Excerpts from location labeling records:

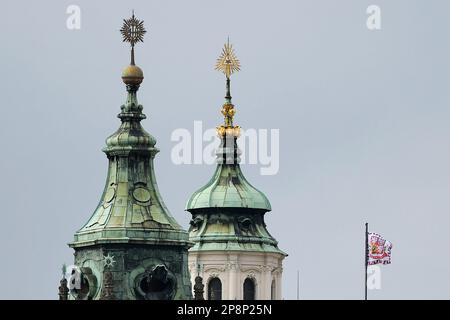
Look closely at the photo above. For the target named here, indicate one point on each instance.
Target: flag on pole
(379, 249)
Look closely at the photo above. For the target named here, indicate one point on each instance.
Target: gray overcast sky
(363, 118)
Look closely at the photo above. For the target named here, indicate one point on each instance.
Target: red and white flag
(379, 250)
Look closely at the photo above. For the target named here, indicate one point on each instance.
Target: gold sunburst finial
(228, 63)
(133, 32)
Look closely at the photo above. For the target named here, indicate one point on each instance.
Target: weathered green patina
(131, 247)
(228, 212)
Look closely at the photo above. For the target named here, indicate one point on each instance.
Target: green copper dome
(228, 188)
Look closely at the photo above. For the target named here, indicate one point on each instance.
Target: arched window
(249, 289)
(215, 289)
(273, 290)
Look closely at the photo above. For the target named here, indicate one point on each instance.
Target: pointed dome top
(228, 188)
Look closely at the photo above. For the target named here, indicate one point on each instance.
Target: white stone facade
(233, 268)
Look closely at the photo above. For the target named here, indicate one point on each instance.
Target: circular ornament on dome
(110, 193)
(141, 194)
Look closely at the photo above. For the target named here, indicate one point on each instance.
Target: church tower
(131, 247)
(234, 253)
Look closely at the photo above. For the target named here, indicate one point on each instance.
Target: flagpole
(366, 260)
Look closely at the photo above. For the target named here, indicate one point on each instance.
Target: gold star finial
(133, 32)
(228, 63)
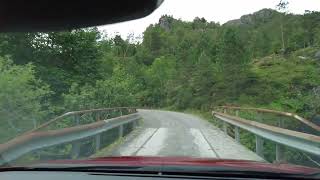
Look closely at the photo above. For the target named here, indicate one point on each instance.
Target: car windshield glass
(215, 80)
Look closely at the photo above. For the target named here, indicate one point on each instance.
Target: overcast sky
(212, 10)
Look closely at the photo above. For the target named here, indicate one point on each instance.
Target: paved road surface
(166, 133)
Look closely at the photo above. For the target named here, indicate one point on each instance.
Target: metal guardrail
(37, 139)
(282, 137)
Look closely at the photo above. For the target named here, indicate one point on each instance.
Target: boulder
(317, 55)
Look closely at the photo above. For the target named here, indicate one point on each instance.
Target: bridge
(140, 132)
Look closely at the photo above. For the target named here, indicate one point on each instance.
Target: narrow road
(166, 133)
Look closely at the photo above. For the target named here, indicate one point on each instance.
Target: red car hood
(186, 161)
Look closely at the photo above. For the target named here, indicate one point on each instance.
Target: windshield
(219, 80)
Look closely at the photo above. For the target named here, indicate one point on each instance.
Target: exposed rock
(164, 22)
(263, 15)
(317, 55)
(302, 57)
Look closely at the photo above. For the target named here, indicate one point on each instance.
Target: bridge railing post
(237, 134)
(97, 139)
(75, 150)
(259, 146)
(280, 153)
(120, 131)
(225, 127)
(236, 130)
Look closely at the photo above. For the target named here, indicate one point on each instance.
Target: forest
(266, 59)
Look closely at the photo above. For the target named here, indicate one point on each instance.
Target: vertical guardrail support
(75, 150)
(237, 134)
(236, 130)
(280, 153)
(259, 146)
(121, 131)
(97, 139)
(225, 127)
(77, 119)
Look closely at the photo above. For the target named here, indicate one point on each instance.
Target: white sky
(212, 10)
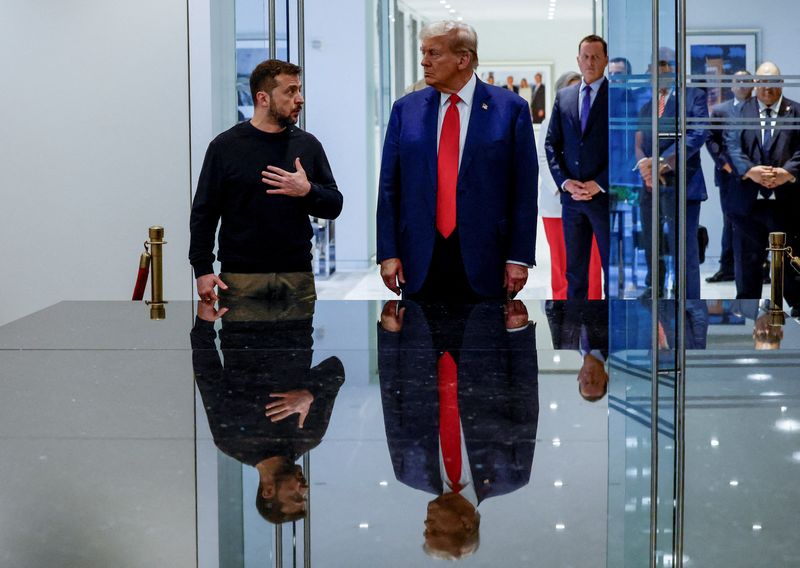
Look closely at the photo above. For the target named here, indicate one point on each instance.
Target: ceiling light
(788, 425)
(759, 376)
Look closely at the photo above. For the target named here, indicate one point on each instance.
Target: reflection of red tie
(448, 169)
(449, 421)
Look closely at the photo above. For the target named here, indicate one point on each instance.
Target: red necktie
(449, 421)
(448, 169)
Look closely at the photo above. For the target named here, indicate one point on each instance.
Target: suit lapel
(600, 100)
(431, 121)
(478, 121)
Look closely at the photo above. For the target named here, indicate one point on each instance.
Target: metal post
(273, 41)
(307, 521)
(680, 378)
(777, 248)
(301, 53)
(655, 279)
(156, 242)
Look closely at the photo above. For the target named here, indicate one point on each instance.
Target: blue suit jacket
(696, 107)
(497, 397)
(744, 147)
(577, 155)
(495, 196)
(716, 140)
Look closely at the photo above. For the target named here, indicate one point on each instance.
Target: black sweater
(259, 232)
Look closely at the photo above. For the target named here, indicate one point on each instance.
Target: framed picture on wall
(532, 80)
(720, 52)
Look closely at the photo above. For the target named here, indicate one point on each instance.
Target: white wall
(340, 113)
(555, 41)
(94, 147)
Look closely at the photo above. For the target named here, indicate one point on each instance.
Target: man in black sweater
(262, 178)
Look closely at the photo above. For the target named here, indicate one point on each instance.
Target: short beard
(283, 120)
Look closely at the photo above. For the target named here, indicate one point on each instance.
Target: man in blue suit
(457, 208)
(724, 178)
(577, 152)
(767, 159)
(469, 435)
(696, 107)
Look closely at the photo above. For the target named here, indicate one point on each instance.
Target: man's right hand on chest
(205, 287)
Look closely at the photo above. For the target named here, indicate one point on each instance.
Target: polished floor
(131, 442)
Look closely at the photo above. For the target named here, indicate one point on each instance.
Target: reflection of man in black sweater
(251, 400)
(262, 178)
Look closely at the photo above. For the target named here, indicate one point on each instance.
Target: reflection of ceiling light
(788, 425)
(759, 376)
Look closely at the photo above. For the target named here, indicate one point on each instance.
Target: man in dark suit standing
(767, 159)
(537, 99)
(457, 208)
(696, 107)
(724, 177)
(577, 151)
(469, 434)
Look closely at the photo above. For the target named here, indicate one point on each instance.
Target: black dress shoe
(720, 276)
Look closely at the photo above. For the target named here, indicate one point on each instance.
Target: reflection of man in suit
(469, 434)
(537, 99)
(577, 151)
(583, 326)
(251, 400)
(696, 107)
(457, 196)
(724, 178)
(766, 200)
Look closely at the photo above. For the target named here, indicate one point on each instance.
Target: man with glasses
(767, 159)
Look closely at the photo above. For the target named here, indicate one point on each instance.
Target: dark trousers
(750, 241)
(581, 220)
(446, 280)
(669, 247)
(726, 185)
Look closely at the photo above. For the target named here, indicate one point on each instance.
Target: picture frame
(712, 52)
(518, 70)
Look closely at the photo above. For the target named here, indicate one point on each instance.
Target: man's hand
(762, 175)
(292, 402)
(515, 278)
(781, 177)
(392, 316)
(207, 311)
(516, 314)
(205, 287)
(287, 183)
(577, 189)
(392, 274)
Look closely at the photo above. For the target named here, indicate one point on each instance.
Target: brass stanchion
(777, 248)
(157, 302)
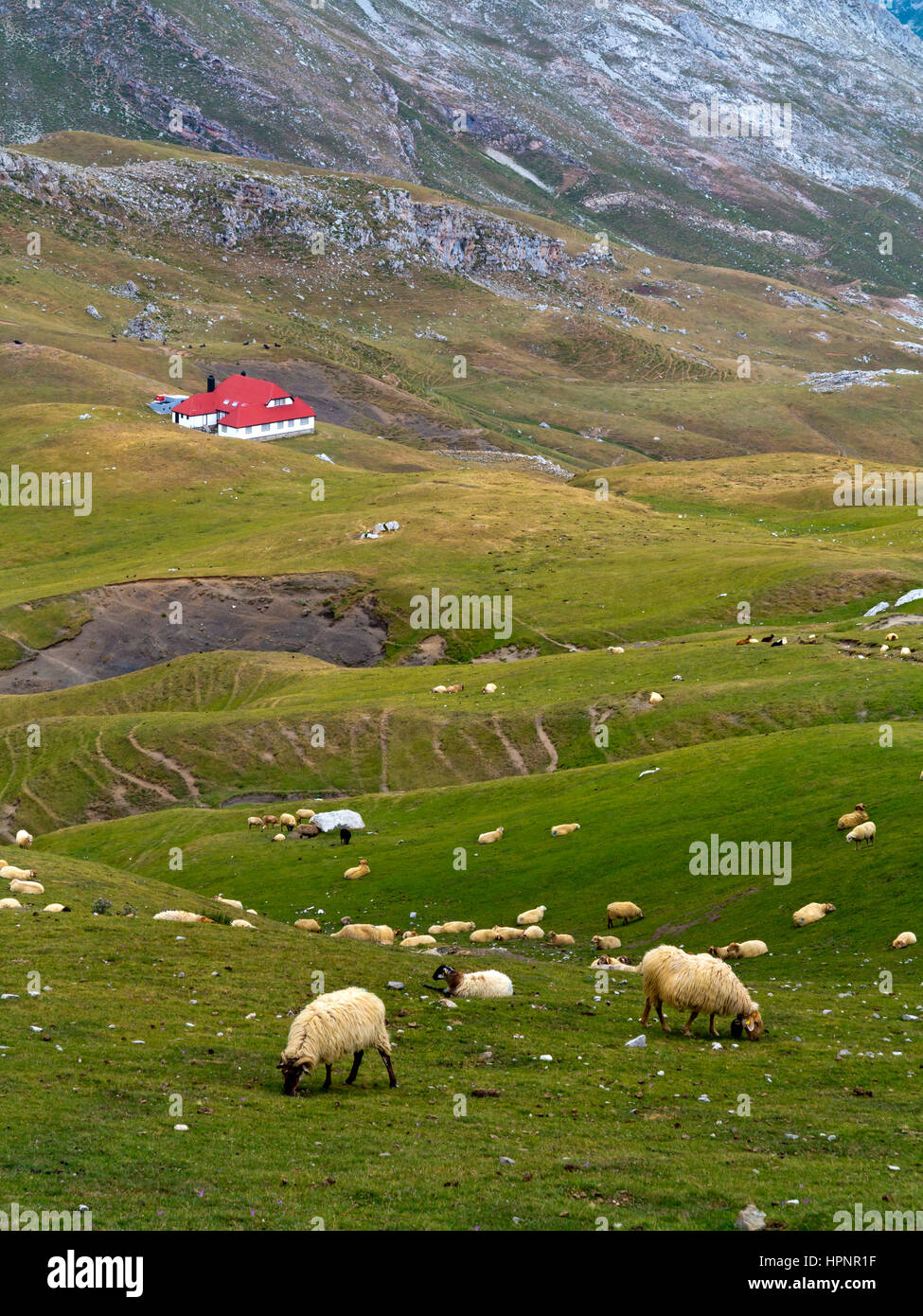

WHAT YOU ARE ASKED TO DO:
Please count the lines in the records above that contain the string "gold", matching case exactly, and give only that number.

OUTPUT FOR THIS EXERCISE:
2